• **ACTIVITY**
Write the next part of the text on I-BRD9 and its binding to BRD9, starting after its final sentence.

• **TEXT SEGMENT**
# # # # # # #

The co-crystal structure of I-BRD9 with BRD9 has been solved with a resolution of 1.73 Å (PDB id: 4UIW). The key features are:

- I-BRD9 makes H-bond interactions to the Asn100 side chain, the backbone carbonyl of Ile53, and the backbone NH of Arg101.

- The N-ethyl thienopyridinone Kac mimetic is comfortably accommodated in the hydrophobic binding pocket with a slight movement of Phe45, having little effect on the conformation of the remainder of the site.

- Other interactions are illustrated in the diagram below




Click to enlarge

synthetic schemes
materials and methods

TR-FRET BRD9 Binding Assay BRD9 TR-FRET Assay

A proprietary bromodomain binding small molecule containing a pendant primary amine was tagged with Alexa Fluor 647 (GSK2833930A). All assay components were dissolved in buffer (50 mM HEPES pH7.4, 50 mM NaCl, 5% Glycerol, 1 mM DTT and 1 mM CHAPS). The final concentration of BRD9 protein was 10 nM and the Alexa Fluor647 ligand was at Kd (~100 nM for BRD9). 5 uL of this reaction mixture was added to all wells containing 50 nl of various concentrations of test compound or DMSO vehicle (0.5% DMSO final) in 384 well microtitre plates and incubated in dark for 30 min at room temperature. Eu-W1024 Anti-6xHis Antibody (AD0111 PerkinElmer) at 1.5 nM FAC was used as a detection reagent. The plates were read on the Envision reader and the donor and acceptor counts were determined and the ratio of acceptor/donor was calculated.

Chemoproteomic Profiling

Nuclear extract was produced from fresh HuT78 cells. Affinity profiling assays were performed by derivatising sepharose beads with 2.0 mM of a proprietary bromodomain binding small molecule containing a pendant primary amine (GSK2893910A). I-BRD9 was spiked into HuT78 mixed nuclear and chromatin extracts and incubated for 45 minutes at 4 °C. Derivatised sepharose beads (35 μl beads per sample) were equilibrated in lysis buffer and incubated with cell extract pre-incubated with compound. Beads were washed with lysis buffer containing 0.2 % NP-40 and eluted with 2x SDS sample buffer supplemented with DTT. Aliquots of the eluates from chemoproteomic assays were separated on 4–12 % gel (NuPAGE, Invitrogen) and this was used for Western Blot analysis with antI-BRD9 (Abcam, ab-66443) and anti-BRD3 (Santa Cruz, SC-81202) antibodies.

# # # # # # #

• **DATA FOR REVIEW**
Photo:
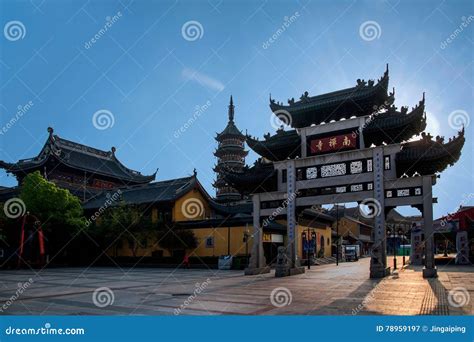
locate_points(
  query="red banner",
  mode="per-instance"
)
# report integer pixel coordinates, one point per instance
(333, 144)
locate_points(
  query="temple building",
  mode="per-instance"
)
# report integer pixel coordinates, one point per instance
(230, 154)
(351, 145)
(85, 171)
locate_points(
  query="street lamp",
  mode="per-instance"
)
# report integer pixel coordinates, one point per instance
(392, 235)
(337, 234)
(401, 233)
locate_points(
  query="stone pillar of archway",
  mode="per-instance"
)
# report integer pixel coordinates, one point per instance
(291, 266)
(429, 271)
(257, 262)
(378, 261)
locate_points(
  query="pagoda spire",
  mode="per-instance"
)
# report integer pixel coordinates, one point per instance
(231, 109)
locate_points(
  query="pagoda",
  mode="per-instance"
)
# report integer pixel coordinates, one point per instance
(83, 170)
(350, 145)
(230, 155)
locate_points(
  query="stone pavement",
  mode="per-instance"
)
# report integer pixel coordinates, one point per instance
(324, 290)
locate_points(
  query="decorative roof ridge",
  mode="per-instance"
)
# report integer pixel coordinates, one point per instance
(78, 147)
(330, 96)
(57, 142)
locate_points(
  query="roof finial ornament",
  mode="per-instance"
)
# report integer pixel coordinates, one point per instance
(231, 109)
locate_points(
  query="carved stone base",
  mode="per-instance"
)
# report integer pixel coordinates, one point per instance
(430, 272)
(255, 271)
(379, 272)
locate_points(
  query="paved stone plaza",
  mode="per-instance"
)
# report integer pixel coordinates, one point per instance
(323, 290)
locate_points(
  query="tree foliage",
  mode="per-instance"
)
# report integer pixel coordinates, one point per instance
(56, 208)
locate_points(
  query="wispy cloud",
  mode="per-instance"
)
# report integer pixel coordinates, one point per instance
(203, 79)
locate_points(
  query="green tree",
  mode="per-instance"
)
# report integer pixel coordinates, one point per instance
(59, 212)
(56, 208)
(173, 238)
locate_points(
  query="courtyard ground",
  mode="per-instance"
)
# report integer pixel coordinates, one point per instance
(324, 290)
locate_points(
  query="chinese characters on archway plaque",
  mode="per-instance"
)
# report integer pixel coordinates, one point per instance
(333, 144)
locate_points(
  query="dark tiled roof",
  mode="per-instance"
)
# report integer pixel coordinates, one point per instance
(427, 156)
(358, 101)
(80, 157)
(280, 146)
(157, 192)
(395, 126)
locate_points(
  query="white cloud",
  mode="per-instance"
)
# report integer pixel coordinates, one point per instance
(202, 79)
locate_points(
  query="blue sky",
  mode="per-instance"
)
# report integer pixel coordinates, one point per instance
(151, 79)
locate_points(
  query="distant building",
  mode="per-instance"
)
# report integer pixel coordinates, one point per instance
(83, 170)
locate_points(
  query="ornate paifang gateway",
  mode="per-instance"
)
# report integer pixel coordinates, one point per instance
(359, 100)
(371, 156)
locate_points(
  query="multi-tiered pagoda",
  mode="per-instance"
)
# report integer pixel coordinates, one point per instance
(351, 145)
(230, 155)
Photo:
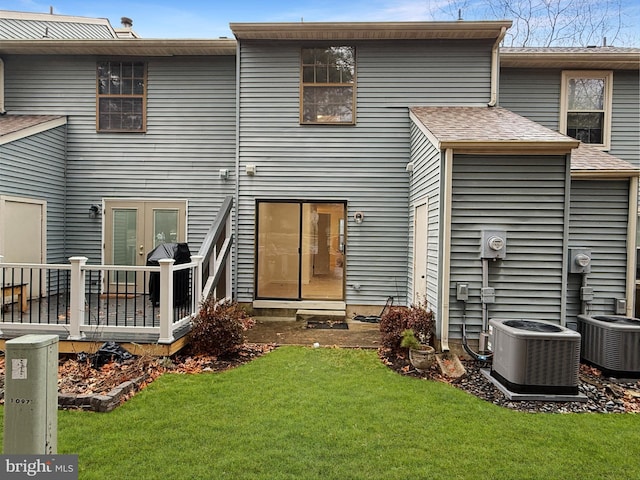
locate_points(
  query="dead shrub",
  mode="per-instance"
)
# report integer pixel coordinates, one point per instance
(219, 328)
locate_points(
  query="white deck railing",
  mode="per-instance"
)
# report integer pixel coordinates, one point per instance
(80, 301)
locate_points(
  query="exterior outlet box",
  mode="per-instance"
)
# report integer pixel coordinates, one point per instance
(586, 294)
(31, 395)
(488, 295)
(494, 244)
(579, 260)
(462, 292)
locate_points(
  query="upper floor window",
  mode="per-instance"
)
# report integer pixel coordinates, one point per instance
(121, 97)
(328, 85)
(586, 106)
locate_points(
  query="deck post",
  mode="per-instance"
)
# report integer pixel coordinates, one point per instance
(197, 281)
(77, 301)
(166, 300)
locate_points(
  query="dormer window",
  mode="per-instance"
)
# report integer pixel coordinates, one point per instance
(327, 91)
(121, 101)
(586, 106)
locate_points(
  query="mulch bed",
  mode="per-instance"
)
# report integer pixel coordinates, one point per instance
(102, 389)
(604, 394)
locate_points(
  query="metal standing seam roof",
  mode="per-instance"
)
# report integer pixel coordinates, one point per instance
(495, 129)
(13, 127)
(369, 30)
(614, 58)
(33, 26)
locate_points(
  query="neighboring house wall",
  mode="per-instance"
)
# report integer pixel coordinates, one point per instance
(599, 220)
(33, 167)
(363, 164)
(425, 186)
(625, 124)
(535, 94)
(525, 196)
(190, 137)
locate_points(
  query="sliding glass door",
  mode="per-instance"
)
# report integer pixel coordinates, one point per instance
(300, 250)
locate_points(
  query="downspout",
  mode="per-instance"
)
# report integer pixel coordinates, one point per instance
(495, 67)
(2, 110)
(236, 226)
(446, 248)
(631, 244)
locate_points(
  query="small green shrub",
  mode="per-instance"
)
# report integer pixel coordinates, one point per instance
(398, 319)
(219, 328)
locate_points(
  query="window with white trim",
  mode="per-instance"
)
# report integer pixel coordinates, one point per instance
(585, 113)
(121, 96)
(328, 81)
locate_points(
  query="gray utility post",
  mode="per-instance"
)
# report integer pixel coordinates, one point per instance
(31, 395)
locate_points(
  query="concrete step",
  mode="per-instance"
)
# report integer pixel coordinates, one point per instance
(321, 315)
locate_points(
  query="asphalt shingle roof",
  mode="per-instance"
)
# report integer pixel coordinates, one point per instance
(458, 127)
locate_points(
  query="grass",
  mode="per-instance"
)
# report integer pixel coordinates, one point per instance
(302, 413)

# # # # # # #

• **RESULT OF THIS TASK**
NanoBRET Assay

HEK293 cells were plated in each well of a 6-well plate and co-transfected with Histone H3.3-HaloTag (NM_002107) and NanoLuc-BRD9 (Q9H8M2) BD domain amino acids 120-240. 20 hrs post-transfection the cells were collected, washed with PBS, and exchanged into media containing phenol red-free DMEM and 4% FBS in the absence (control sample) or the presence (experimental sample) of 100nM NanoBRET 618 fluorescent ligand (Promega). Cell density was adjusted, re-plated in a 96-well plate and inhibitor added directly to media at final concentrations between 0-33 μM and the plates were incubated for 18 hours at 37 °C in the presence of 5% CO2. NanoBRET furimazine substrate (Promega) was added to both control and experimental samples at a final concentration of 10 μM and readings were performed within 5 minutes using the CLARIOstar (BMG) equipped with 450/80 nm bandpass and 610 nm longpass filters with a 0.5sec reading setting. A corrected BRET ratio was calculated and is defined as the ratio of the emission at 610 nm/450 nm for experimental samples (i.e. those treated with NanoBRET fluorescent ligand) subtracted by and the emission at 610 nm/450 nm for control samples (not treated with NanoBRET fluorescent ligand).